EXERCISE INPUTS:
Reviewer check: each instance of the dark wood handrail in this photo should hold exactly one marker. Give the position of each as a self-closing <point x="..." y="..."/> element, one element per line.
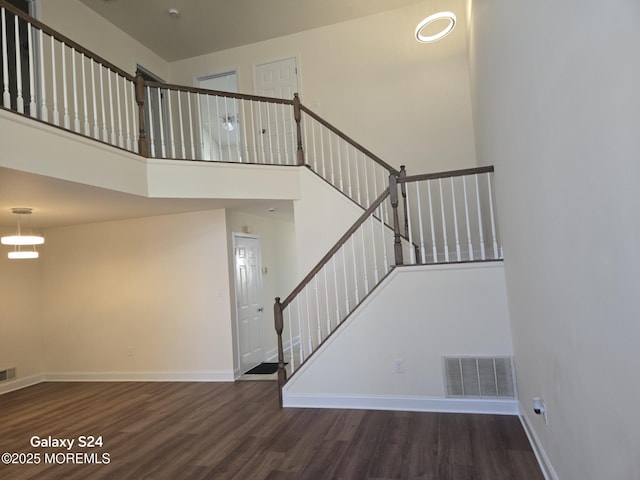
<point x="66" y="40"/>
<point x="367" y="213"/>
<point x="220" y="93"/>
<point x="349" y="140"/>
<point x="447" y="174"/>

EXERCISE TASK:
Please copy every entry above word for word, leaving the pictures out.

RESPONSE TO THIS EXERCISE:
Reviewer check: each instance of the dark wood handrail in this photo should hold exactly one marker. Give the position of each as a self-closing <point x="..." y="..."/> element, one element per line.
<point x="66" y="40"/>
<point x="367" y="213"/>
<point x="220" y="93"/>
<point x="349" y="140"/>
<point x="447" y="174"/>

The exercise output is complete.